EXERCISE DATA
______

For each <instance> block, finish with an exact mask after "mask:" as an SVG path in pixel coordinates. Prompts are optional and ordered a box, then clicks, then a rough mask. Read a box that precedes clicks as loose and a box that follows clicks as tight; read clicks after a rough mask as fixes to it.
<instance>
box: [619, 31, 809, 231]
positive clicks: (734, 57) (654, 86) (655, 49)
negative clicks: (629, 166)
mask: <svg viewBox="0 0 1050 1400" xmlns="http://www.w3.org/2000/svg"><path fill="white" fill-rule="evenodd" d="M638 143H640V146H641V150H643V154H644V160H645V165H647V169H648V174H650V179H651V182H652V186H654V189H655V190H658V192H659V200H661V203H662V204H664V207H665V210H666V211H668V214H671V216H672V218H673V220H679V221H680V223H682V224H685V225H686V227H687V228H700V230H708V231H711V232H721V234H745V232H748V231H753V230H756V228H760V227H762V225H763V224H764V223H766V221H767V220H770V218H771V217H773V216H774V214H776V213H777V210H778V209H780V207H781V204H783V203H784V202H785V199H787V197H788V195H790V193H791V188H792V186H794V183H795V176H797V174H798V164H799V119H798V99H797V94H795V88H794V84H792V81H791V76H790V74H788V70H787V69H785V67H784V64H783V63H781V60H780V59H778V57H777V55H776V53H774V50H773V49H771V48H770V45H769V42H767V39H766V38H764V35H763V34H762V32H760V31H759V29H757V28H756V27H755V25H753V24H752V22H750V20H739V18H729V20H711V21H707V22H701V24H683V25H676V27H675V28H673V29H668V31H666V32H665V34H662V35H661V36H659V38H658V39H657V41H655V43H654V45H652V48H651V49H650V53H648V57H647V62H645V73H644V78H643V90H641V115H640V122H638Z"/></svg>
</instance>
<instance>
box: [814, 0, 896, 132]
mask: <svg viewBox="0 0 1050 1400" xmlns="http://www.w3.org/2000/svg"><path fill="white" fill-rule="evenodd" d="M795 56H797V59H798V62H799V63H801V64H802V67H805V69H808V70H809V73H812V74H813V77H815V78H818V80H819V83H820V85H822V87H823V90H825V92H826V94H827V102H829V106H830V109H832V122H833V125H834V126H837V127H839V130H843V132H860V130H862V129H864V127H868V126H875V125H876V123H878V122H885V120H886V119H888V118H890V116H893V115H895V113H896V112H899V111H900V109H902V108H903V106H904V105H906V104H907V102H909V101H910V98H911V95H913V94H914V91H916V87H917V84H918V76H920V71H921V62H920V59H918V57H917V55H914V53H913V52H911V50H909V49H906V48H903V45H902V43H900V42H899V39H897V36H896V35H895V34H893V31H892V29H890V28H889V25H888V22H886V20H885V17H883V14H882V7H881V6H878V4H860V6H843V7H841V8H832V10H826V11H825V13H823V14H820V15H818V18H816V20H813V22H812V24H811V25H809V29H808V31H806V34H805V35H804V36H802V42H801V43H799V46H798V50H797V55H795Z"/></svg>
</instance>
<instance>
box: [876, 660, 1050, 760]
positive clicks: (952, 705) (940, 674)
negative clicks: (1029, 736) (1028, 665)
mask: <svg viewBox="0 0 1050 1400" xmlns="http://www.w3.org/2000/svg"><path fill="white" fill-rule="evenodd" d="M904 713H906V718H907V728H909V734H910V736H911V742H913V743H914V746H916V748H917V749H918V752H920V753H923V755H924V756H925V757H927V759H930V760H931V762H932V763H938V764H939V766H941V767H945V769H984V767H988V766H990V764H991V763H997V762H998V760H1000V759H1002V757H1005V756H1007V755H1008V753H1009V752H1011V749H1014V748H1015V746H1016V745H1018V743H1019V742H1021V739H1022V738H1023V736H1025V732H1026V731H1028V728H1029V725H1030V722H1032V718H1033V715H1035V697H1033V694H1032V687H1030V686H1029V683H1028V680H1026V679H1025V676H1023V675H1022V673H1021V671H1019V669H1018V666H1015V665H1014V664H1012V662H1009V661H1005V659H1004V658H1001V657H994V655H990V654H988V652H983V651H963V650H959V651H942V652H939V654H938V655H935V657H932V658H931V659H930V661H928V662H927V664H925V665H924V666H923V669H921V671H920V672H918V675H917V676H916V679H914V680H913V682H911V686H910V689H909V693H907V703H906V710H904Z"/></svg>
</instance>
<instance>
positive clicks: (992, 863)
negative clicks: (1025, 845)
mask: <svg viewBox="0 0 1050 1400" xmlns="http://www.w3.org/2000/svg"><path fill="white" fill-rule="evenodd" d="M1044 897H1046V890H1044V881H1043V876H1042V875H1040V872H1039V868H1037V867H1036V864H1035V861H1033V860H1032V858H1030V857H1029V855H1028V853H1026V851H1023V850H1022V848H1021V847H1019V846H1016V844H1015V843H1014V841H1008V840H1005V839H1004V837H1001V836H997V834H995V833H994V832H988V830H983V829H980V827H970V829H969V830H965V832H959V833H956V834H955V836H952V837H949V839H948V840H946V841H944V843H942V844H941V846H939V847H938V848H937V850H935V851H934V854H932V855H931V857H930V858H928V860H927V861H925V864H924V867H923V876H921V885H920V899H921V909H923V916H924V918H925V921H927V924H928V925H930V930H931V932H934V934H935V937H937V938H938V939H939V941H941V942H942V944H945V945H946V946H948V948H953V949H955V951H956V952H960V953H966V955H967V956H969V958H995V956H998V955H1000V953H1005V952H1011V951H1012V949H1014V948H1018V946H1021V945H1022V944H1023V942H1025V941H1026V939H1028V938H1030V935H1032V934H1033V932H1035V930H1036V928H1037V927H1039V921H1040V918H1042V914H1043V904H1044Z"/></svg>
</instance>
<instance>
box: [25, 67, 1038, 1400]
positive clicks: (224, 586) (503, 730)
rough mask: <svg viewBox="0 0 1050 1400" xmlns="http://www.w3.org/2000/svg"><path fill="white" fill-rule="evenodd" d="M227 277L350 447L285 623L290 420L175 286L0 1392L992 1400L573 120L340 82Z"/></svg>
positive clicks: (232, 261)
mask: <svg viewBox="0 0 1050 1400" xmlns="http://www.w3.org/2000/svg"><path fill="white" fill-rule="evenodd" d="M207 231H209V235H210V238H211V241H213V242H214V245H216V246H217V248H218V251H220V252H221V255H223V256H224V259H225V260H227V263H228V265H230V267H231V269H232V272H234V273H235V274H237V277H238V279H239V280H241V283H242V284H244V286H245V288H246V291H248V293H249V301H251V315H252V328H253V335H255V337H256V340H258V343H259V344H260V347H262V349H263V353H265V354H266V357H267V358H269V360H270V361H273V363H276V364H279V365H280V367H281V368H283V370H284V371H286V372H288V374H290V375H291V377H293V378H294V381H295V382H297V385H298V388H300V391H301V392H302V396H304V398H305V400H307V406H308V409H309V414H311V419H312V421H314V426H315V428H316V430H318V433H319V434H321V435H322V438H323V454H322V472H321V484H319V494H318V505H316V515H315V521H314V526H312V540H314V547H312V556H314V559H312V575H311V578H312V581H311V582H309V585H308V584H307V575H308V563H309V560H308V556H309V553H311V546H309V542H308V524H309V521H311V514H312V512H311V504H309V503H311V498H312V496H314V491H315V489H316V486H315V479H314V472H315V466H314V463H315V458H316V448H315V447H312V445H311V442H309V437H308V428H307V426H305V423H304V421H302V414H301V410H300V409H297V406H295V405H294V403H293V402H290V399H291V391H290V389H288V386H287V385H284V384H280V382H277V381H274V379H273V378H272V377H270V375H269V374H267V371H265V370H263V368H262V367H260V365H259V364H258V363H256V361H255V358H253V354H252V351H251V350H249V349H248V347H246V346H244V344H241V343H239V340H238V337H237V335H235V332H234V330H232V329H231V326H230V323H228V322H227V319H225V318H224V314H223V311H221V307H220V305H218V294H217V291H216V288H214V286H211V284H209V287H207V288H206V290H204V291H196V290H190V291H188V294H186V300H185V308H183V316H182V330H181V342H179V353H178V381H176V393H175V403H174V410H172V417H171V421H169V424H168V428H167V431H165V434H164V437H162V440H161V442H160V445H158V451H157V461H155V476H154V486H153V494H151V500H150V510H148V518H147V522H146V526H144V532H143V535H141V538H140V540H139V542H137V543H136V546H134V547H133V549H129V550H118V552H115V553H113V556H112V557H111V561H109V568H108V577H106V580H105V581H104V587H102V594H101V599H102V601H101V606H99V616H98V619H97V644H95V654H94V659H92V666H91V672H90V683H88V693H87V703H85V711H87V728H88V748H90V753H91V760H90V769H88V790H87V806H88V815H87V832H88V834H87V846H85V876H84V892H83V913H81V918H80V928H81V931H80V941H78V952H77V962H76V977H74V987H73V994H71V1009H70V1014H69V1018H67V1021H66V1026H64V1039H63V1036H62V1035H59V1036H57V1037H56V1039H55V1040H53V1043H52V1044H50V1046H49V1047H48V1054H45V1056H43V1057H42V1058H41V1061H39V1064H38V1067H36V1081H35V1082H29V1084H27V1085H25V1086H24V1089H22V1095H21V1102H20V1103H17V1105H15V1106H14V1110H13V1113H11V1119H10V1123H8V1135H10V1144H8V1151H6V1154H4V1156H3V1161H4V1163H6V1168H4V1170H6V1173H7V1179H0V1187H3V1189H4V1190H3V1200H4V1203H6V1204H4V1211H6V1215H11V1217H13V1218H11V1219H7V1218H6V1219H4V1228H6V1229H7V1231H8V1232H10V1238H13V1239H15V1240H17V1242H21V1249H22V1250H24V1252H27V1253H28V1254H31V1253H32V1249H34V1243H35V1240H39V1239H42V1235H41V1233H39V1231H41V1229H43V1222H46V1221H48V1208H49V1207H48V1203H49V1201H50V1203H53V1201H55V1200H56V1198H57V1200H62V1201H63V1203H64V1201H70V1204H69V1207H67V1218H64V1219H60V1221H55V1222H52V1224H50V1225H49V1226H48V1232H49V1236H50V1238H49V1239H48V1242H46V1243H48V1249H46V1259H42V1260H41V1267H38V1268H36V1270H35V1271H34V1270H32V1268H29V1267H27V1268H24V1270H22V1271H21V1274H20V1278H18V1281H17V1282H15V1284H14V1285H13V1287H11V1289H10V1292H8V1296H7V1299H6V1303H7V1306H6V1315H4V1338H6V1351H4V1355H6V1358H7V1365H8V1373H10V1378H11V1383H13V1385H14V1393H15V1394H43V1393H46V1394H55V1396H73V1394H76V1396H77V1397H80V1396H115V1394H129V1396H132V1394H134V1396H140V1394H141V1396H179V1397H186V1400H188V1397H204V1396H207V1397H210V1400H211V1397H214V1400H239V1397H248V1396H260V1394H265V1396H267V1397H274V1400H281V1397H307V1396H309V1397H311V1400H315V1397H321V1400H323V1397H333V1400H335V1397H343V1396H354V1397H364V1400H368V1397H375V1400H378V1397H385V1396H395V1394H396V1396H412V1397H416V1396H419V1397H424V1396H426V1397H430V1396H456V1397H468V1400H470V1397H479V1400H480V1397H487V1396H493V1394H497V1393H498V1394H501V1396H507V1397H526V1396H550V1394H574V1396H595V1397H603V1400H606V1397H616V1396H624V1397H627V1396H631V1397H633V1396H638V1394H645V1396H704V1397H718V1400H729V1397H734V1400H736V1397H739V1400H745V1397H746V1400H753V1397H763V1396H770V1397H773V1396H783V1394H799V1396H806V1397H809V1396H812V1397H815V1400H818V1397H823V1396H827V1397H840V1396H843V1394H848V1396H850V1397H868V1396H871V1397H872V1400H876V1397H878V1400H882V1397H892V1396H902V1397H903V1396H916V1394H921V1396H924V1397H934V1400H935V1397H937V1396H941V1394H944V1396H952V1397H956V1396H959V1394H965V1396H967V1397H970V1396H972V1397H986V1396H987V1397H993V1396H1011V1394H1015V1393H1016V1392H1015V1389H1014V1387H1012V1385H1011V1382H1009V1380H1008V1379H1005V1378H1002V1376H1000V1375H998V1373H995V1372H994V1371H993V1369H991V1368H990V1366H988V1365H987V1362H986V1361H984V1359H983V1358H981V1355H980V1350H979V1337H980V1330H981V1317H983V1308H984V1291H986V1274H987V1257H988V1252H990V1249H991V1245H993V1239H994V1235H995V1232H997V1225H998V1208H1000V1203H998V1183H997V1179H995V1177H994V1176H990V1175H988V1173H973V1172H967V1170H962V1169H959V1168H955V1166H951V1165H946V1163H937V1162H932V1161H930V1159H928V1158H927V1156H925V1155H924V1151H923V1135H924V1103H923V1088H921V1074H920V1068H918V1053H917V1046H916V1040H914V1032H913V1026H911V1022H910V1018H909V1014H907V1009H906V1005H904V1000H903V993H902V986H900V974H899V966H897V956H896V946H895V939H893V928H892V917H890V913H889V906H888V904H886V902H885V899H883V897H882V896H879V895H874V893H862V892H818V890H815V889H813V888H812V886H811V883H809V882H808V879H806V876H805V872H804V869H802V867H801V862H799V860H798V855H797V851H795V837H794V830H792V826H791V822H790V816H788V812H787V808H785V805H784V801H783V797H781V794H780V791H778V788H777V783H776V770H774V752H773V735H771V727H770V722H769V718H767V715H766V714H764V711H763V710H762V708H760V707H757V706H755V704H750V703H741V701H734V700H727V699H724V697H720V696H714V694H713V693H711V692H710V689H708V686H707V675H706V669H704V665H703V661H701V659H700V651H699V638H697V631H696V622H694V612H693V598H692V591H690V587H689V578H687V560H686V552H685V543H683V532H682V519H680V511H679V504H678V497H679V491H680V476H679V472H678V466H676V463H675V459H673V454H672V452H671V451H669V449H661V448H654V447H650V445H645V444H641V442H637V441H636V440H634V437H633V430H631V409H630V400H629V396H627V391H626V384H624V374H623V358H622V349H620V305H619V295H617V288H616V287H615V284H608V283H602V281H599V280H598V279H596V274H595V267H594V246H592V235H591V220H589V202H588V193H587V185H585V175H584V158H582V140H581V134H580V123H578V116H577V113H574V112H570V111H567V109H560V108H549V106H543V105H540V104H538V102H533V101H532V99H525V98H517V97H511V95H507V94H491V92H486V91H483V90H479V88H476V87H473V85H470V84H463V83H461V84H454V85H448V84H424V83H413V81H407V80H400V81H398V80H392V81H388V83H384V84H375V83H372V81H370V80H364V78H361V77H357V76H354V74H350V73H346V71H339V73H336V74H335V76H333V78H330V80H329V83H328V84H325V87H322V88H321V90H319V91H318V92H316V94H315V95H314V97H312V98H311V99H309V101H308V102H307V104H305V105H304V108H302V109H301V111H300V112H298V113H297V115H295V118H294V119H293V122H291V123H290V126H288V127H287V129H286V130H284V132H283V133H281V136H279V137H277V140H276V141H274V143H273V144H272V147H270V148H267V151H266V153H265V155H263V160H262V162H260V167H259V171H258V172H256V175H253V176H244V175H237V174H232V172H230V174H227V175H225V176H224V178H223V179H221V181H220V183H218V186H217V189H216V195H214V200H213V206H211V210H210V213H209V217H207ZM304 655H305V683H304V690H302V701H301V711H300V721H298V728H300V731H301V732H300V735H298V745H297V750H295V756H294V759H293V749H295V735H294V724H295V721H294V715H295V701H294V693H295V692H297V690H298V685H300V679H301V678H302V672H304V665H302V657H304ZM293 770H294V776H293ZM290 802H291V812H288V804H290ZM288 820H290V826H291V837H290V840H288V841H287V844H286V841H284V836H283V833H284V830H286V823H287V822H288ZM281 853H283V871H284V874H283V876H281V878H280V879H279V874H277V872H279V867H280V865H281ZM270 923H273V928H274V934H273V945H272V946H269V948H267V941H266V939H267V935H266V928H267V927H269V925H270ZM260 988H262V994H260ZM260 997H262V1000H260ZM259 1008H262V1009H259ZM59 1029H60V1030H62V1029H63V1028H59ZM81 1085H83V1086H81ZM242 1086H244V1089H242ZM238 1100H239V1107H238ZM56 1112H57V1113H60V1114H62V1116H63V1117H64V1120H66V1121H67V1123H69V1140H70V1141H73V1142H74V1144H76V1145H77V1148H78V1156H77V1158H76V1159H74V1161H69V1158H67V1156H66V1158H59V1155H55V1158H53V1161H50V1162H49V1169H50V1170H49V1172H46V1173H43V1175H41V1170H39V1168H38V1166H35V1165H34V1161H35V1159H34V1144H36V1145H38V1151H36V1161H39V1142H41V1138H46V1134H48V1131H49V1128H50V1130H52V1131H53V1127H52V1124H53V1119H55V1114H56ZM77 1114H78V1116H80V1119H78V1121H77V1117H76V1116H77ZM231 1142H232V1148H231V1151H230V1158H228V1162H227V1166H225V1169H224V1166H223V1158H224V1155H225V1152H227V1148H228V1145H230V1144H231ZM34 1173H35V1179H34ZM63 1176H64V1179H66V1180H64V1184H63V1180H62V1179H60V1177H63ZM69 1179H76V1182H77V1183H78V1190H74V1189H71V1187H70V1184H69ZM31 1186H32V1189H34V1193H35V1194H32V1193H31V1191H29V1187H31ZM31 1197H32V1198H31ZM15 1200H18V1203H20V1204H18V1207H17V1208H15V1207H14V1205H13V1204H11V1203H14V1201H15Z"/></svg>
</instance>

______

WORK ITEM
Swap "clicks" for "points" in the entries, starting with the first line and going on through the line with "positive clicks: (734, 57)", and write out only those lines again with nothing else changed.

TASK ANSWER
For each <instance> block, finish with an exact mask after "mask:" as an SVG path in pixel coordinates. Prompts are optional and ordered a box, then points, then a rough mask. Read a box that precedes points as loose and a box that follows points as tight; read points after a rough mask as fixes to it.
<instance>
box: [619, 31, 809, 231]
positive points: (734, 57) (654, 86) (655, 49)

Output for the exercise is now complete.